TASK LIST:
a) In the ransomware passage, what is named as the most beneficial way to get your data back after a ransomware attack?
b) Extend the ransomware passage past its final sentence.
:: DOCUMENT EXTRACT ::
The most beneficial way to obtain your data after falling victim to ransomware is to restore your files from back up.  Companies often neglect to realize that backing up files will save time and mitigate data loss.  a lot of originations do not see backing up files as a critical priority to recover from disaster.  If businesses were more concerned with backing up their data on a regular basis, then when they fall victim to a ransomware attack, they can quickly restore their information with minimal loss.

A company may think that a ransomware attack will not occur on their network infrastructure because a hacker may not be interested in what the company does, wrong!  Hackers often go after any company that does online business.  No users or companies are immune to ransomware attacks. Every organization should take ransomware seriously and be proactive in making sure that they use best practices when using the internet.  The following are several reasons why any company could be targeted for ransomware:

  • Hackers are after the revenue companies earn.
  • Network devices, including computers, have vulnerabilities that can be exploited.
:::
:: DATA RECORDS ::
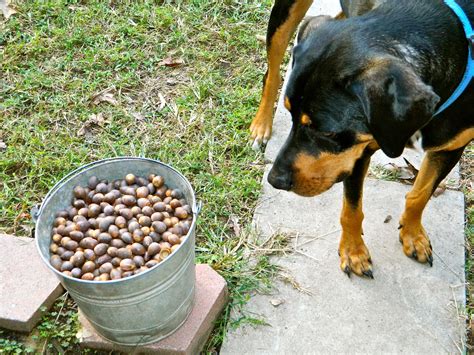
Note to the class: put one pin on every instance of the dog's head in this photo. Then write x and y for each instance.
(345, 97)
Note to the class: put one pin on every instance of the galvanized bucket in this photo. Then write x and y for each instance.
(143, 308)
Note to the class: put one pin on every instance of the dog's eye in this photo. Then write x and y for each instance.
(329, 134)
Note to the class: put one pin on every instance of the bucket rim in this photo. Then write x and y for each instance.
(196, 208)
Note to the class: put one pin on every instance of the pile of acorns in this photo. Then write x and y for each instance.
(118, 229)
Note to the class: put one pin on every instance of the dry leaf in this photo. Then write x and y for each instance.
(106, 95)
(440, 190)
(138, 116)
(261, 38)
(162, 101)
(234, 224)
(276, 302)
(93, 121)
(172, 62)
(6, 9)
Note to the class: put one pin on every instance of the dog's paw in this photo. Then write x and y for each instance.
(260, 132)
(416, 243)
(355, 258)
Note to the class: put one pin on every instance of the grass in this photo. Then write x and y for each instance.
(56, 55)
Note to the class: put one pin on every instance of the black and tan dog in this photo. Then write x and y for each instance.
(373, 81)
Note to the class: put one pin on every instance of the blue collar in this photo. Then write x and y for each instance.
(469, 73)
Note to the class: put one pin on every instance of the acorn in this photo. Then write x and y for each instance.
(100, 249)
(89, 254)
(159, 227)
(56, 262)
(158, 181)
(153, 249)
(87, 276)
(144, 221)
(67, 255)
(112, 251)
(79, 192)
(53, 248)
(93, 182)
(143, 202)
(138, 249)
(89, 266)
(105, 238)
(127, 265)
(124, 253)
(116, 274)
(129, 200)
(142, 192)
(174, 239)
(76, 272)
(117, 243)
(103, 259)
(66, 266)
(181, 213)
(136, 210)
(106, 268)
(103, 277)
(138, 260)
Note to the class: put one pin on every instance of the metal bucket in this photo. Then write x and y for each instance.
(143, 308)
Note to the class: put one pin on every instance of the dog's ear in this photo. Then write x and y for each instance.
(395, 101)
(309, 24)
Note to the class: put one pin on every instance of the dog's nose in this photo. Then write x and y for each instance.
(280, 180)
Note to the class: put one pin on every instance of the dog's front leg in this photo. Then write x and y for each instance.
(285, 17)
(434, 168)
(353, 253)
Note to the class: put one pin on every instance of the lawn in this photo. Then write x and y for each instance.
(177, 81)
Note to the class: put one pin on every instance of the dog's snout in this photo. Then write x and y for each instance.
(280, 180)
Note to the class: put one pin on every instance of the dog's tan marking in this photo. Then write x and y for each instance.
(412, 234)
(261, 127)
(305, 120)
(460, 140)
(354, 255)
(313, 175)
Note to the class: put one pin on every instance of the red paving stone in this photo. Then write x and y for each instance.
(211, 296)
(26, 284)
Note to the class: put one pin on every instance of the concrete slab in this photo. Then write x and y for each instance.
(26, 284)
(407, 308)
(211, 296)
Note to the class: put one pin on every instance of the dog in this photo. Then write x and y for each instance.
(372, 81)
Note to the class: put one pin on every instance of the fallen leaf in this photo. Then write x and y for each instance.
(440, 189)
(172, 62)
(234, 224)
(138, 116)
(162, 101)
(6, 9)
(106, 95)
(93, 121)
(276, 302)
(261, 38)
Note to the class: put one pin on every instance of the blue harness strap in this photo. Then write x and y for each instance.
(469, 73)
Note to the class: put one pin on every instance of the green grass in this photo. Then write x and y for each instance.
(56, 55)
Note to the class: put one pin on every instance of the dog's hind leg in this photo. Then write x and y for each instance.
(284, 18)
(434, 168)
(354, 255)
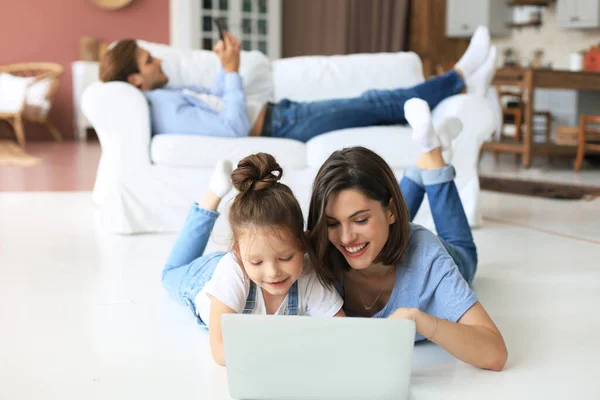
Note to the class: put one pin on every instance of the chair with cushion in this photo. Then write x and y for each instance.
(26, 93)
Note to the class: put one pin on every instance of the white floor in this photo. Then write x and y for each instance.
(83, 315)
(559, 170)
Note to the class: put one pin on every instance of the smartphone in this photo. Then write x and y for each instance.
(219, 23)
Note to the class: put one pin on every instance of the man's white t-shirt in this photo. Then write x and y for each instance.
(229, 285)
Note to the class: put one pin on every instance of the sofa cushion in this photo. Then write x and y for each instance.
(328, 77)
(202, 151)
(393, 143)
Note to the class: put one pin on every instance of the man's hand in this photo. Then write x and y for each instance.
(228, 52)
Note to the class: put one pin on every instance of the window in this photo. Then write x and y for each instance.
(256, 22)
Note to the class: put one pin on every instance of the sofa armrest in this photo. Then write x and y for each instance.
(119, 113)
(478, 123)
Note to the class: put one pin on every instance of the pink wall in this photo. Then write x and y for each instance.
(49, 30)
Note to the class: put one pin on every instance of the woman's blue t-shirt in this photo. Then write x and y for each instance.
(428, 279)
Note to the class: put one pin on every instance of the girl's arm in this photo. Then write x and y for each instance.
(474, 339)
(217, 308)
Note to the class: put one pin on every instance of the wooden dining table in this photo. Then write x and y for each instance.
(529, 80)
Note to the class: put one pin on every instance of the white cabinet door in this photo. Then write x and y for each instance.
(578, 13)
(588, 13)
(463, 16)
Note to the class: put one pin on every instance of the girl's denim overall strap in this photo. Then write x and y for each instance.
(251, 299)
(292, 307)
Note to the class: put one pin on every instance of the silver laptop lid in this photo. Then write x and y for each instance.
(292, 357)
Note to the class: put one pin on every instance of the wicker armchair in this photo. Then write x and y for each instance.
(38, 98)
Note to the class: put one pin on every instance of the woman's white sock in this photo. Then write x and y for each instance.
(220, 181)
(480, 81)
(476, 52)
(418, 115)
(447, 131)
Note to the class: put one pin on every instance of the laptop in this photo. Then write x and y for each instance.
(298, 357)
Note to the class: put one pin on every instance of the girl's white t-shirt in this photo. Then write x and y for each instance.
(229, 285)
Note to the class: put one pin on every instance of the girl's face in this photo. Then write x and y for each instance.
(357, 226)
(271, 259)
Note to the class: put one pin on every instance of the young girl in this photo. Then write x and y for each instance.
(265, 273)
(387, 267)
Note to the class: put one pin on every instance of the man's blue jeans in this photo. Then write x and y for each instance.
(305, 120)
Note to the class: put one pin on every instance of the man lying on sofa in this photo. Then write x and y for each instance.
(222, 110)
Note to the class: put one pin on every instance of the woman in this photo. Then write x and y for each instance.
(386, 267)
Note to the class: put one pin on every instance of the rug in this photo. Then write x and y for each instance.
(549, 190)
(12, 155)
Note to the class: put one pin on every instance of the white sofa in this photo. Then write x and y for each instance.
(146, 184)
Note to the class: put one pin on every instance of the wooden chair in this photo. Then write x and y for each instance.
(510, 86)
(588, 138)
(47, 77)
(516, 114)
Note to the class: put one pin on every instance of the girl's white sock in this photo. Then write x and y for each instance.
(220, 181)
(418, 115)
(476, 52)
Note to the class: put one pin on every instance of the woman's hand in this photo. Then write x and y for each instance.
(474, 339)
(228, 52)
(405, 313)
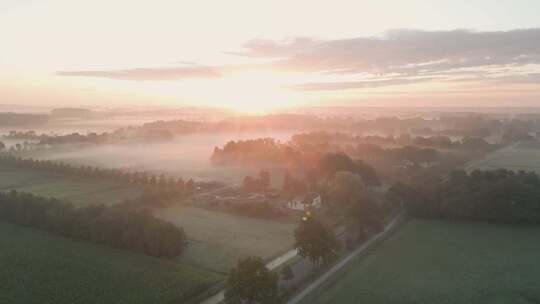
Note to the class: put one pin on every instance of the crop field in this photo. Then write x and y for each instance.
(78, 190)
(516, 157)
(40, 268)
(217, 240)
(443, 262)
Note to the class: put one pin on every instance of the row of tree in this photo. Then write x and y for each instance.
(137, 178)
(495, 196)
(113, 226)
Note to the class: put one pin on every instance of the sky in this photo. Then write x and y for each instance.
(257, 56)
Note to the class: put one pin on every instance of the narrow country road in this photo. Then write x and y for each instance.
(287, 256)
(318, 282)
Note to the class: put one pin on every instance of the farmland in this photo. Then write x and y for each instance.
(443, 262)
(521, 156)
(217, 240)
(80, 191)
(37, 267)
(186, 156)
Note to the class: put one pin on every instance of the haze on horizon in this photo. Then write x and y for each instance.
(258, 56)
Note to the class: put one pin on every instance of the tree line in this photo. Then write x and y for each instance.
(494, 196)
(141, 178)
(117, 227)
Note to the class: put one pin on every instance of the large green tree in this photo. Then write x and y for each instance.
(315, 240)
(250, 282)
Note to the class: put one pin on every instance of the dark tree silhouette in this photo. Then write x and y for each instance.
(250, 282)
(315, 240)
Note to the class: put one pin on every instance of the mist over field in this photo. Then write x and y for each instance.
(187, 156)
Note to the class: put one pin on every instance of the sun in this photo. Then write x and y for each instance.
(253, 93)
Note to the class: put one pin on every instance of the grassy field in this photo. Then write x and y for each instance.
(515, 157)
(80, 191)
(187, 156)
(37, 267)
(443, 262)
(218, 239)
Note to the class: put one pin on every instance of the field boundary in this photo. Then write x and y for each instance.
(337, 270)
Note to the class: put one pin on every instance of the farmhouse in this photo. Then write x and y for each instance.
(305, 202)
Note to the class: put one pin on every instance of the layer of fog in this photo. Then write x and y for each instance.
(186, 156)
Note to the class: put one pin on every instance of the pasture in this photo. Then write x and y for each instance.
(37, 267)
(217, 240)
(517, 157)
(80, 191)
(186, 156)
(443, 262)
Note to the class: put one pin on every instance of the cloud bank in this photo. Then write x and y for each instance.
(150, 74)
(399, 57)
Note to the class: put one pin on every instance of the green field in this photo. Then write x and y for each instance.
(218, 239)
(37, 267)
(78, 190)
(516, 157)
(443, 262)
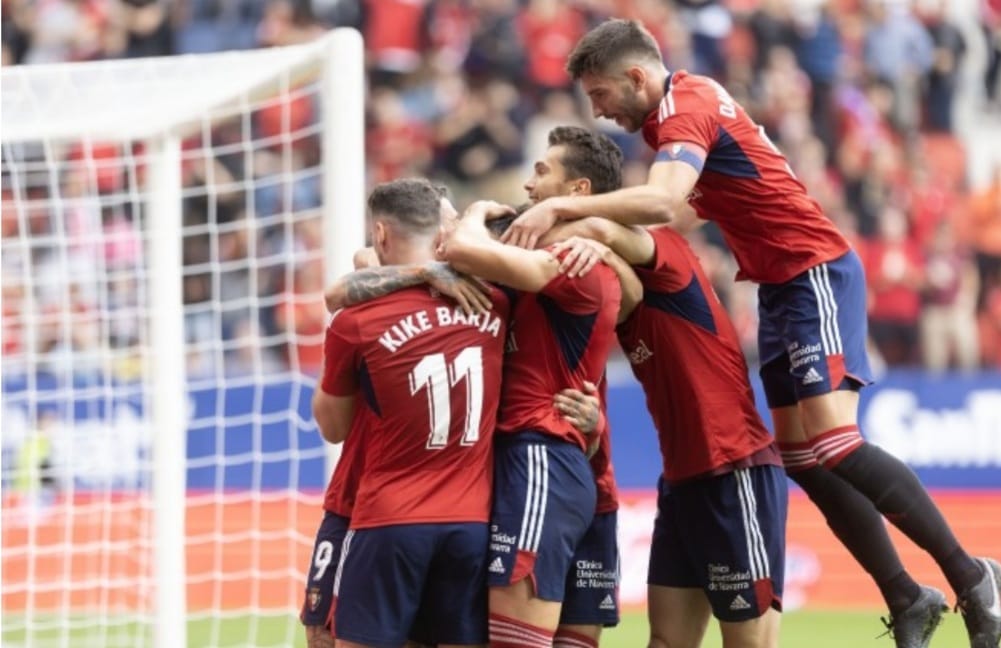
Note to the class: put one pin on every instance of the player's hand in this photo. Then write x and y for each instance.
(582, 255)
(471, 293)
(583, 410)
(488, 209)
(531, 225)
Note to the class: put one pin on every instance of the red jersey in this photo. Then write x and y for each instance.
(774, 228)
(343, 484)
(684, 351)
(430, 378)
(601, 463)
(558, 339)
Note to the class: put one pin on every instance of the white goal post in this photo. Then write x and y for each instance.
(102, 162)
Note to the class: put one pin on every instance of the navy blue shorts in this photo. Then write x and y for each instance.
(812, 333)
(544, 502)
(425, 582)
(322, 568)
(727, 536)
(592, 596)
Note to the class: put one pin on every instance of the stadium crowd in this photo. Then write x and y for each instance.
(859, 94)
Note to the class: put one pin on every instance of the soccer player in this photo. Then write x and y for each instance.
(580, 161)
(713, 161)
(413, 559)
(545, 494)
(719, 544)
(338, 500)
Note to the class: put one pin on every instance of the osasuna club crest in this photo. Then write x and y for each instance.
(314, 597)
:::
RESULTS:
a) Restoring your files from backup.

b)
  • Users are prone to social engineering attacks.
  • Ransomware can affect company servers, computers, and cloud storage.
  • Companies are fearful of having to report IT security breaches and face legal issues so they would rather pay the attackers for the decryption key.

It is crucial that business have well written policies, such as an acceptable use or email policy, that users are to follow to ensure that they do not download or open unknown emails that contain malware that will allow the ransomware to run on the network.  Also, companies should review all policies related to internet usage on a yearly basis to make sure they are up to date.  In addition, companies should conduct seminars to educate employees and review internet usage policies that discuss the latest cybersecurity threats.